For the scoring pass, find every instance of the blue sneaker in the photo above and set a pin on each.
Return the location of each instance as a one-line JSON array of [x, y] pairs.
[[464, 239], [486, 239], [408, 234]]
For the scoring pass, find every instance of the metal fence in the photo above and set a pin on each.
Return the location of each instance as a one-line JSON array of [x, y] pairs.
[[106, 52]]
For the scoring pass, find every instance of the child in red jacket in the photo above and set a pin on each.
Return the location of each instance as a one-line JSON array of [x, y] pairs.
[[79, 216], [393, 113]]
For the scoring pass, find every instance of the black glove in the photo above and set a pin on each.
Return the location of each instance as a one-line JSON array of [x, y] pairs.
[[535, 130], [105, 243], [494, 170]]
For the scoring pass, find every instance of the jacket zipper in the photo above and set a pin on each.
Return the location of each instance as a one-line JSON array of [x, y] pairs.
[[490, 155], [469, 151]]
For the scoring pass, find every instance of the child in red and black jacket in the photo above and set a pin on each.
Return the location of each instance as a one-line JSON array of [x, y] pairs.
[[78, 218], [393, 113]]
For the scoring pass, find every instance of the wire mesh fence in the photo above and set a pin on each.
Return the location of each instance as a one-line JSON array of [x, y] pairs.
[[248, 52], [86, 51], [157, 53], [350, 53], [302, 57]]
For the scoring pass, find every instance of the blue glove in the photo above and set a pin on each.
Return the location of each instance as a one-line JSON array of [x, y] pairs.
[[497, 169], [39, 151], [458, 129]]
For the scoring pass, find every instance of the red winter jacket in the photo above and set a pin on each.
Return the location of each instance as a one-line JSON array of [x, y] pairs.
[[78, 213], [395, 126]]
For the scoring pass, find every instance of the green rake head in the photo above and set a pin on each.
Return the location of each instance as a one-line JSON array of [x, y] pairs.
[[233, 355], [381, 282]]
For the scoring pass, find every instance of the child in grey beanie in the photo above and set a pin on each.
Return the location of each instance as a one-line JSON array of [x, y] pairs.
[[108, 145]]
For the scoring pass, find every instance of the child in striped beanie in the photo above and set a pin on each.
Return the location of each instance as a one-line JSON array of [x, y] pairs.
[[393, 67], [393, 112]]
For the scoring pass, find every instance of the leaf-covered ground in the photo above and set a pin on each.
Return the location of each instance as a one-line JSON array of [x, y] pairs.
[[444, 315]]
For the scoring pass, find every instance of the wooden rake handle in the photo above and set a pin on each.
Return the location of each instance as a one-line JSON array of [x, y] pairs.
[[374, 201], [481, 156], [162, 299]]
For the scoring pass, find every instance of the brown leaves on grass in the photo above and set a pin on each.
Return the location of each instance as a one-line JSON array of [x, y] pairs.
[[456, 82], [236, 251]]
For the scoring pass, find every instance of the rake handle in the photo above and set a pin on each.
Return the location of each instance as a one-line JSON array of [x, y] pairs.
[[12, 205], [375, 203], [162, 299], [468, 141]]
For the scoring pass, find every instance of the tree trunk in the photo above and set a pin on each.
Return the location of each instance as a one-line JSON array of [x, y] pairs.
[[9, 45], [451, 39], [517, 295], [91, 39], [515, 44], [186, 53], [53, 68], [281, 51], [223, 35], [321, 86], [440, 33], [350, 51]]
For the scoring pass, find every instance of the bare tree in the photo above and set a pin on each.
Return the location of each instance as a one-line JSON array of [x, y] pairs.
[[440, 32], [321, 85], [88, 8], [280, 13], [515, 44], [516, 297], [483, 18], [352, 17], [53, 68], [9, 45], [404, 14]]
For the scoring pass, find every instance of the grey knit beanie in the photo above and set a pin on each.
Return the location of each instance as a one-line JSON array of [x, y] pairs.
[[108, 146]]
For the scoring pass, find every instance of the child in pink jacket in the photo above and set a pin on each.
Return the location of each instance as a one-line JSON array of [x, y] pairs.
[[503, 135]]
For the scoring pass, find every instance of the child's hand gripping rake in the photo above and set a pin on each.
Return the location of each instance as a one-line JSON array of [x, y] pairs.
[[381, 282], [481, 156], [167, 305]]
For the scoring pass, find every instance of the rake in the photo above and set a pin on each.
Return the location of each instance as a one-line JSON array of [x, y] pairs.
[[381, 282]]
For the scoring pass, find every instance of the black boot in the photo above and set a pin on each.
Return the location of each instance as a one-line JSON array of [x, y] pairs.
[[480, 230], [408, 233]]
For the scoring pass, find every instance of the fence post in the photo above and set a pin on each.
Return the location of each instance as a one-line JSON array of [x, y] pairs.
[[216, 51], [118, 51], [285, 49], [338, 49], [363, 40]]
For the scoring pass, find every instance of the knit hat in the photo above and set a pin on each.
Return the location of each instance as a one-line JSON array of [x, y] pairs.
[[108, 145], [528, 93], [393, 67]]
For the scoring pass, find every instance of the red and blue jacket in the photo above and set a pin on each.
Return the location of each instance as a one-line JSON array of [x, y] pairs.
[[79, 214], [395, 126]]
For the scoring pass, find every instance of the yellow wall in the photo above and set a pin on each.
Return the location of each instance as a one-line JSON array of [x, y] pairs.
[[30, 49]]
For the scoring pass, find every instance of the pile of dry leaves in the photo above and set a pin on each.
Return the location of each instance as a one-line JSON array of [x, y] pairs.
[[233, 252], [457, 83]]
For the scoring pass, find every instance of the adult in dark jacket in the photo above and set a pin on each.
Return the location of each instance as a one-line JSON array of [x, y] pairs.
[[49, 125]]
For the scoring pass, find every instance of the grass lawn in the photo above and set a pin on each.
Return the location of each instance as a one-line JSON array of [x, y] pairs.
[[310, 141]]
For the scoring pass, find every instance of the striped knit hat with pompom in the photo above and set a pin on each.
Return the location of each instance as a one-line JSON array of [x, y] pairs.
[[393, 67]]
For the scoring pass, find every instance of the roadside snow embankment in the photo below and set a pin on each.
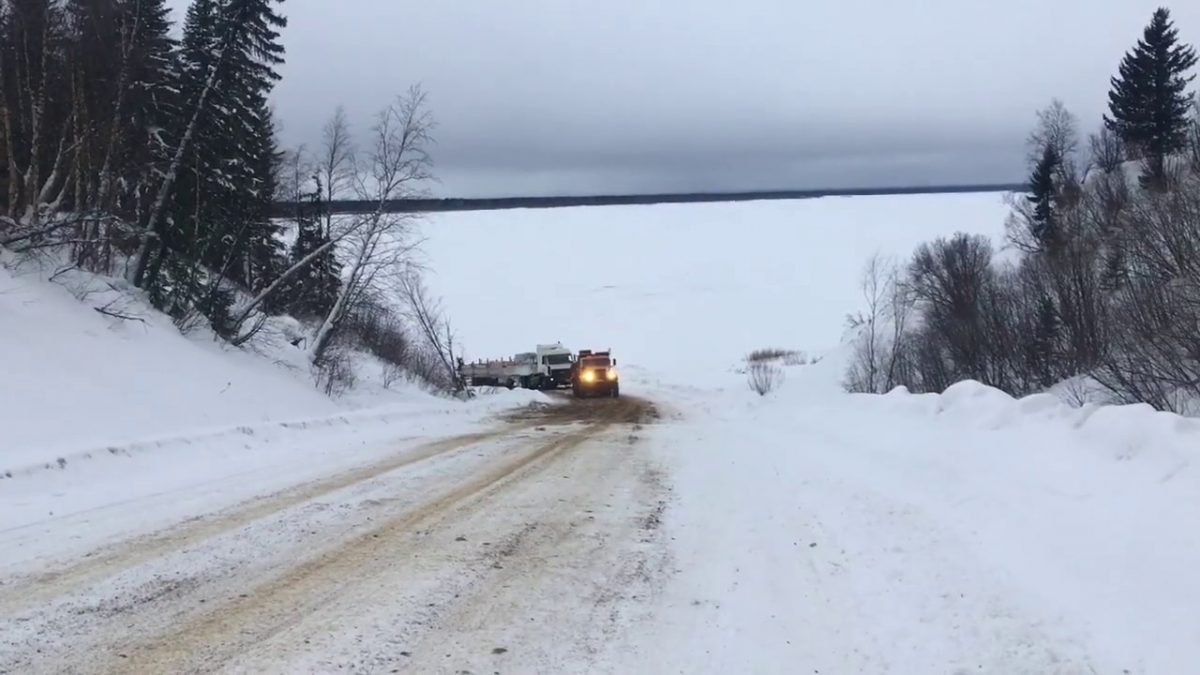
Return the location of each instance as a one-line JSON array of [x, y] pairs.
[[79, 383], [930, 533]]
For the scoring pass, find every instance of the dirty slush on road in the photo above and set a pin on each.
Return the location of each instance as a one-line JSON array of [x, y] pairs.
[[529, 545]]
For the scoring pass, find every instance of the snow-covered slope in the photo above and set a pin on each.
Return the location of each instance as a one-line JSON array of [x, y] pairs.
[[78, 383], [823, 532]]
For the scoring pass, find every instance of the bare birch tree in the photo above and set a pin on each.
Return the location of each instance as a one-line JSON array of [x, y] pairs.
[[378, 250]]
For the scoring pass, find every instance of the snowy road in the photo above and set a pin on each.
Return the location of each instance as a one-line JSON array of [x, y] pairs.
[[531, 543]]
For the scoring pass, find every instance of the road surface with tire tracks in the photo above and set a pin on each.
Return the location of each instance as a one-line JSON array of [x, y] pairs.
[[526, 547]]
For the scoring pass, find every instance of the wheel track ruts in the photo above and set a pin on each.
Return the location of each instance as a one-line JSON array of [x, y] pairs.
[[113, 559], [207, 640]]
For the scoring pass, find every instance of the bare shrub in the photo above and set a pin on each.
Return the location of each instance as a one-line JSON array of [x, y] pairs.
[[335, 371], [879, 329], [787, 357], [765, 377]]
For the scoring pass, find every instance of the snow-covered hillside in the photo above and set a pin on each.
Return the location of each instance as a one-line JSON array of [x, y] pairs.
[[823, 532], [91, 370], [696, 526]]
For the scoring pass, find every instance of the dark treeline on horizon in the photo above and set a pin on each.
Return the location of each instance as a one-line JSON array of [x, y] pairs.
[[283, 209]]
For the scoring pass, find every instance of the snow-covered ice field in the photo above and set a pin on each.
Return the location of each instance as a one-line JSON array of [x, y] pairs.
[[820, 532], [807, 531]]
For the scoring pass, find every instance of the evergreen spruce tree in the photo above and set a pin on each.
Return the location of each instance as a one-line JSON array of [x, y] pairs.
[[220, 211], [1042, 351], [315, 290], [1149, 102], [1044, 226]]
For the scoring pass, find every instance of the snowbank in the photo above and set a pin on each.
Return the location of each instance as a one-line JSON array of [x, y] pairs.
[[967, 531]]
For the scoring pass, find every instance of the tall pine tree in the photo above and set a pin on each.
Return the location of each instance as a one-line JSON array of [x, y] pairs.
[[1043, 192], [1149, 102], [219, 214]]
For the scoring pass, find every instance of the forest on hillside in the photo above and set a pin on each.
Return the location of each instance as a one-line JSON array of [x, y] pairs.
[[1102, 298], [130, 153]]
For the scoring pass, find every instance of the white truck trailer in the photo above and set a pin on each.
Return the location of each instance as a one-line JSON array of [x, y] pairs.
[[549, 366]]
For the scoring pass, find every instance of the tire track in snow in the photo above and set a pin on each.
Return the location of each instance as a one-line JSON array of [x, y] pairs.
[[22, 593], [209, 639]]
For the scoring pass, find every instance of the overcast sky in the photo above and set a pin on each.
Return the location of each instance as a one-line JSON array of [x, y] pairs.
[[594, 96]]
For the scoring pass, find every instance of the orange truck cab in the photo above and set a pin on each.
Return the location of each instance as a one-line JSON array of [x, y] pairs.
[[594, 374]]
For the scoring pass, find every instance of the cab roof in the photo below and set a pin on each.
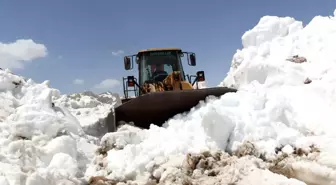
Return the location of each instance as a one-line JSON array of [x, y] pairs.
[[159, 49]]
------------
YOUR OBJECTIVE: Reproduce verbatim the lines of the records from the one containing "the snow-covered hillside" through the one containing "[[594, 96]]", including both of those lines.

SOLUTION TO THE EXERCISE:
For the scoring pass, find every instance of the snow-covered hillside in the photo above and set a pin on each.
Return the location of each instance as a one-line JSON array of [x, y] pairs.
[[823, 532], [91, 370], [696, 526]]
For the scoring pass, find every instance of the dark treeline on horizon in the photo above and set a pin on each.
Return the location of each instance as a one-line JSON array of [x, y] pairs.
[[283, 209]]
For the scoring pass, find every instance of the snow-covered ice field in the photo above and set a pin on each.
Return the location of each instance as a one-line JSON array of [x, y] pairs.
[[820, 532], [807, 531]]
For the scoring pass, find every instance of the evergreen spruce tree in the photo above and set a pin on each.
Return the location of each instance as a one-line JSON array of [x, y] pairs.
[[220, 211], [1042, 351], [315, 290], [1149, 102], [1044, 226]]
For the scoring pass, find every instance of the snowbank in the photo above and set a pin on each.
Return the location of each instance as a one-line JSON array of [x, y] pairs.
[[967, 531]]
For the scoring pass, find every instance of the tall pine tree in the photo above and set a pin on each.
Return the location of each instance as a one-line JSON array of [x, y] pairs.
[[1043, 192], [1149, 102], [219, 214]]
For the scoring pass, find every instance of the forest on hillside in the photo above and set a pin on each.
Return the location of each instance as a one-line JSON array of [x, y] pairs.
[[1102, 298], [130, 153]]
For the scoring pass, find every instance of the white truck trailer in the photo above and set a pin on each.
Return the location of each instance as a one-line JSON array of [x, y] pairs.
[[549, 366]]
For the scoring pass, find every instance of the tire track in snow in the photo above and set a pin on each.
Return the location of each instance as a one-line JSON array of [x, y] pairs.
[[22, 593], [209, 639]]
For the scoring pass, find every instance of the overcast sky in the photo above and set a pin on each.
Return the location of each instance as a one-line JSON array of [x, y] pairs.
[[594, 96]]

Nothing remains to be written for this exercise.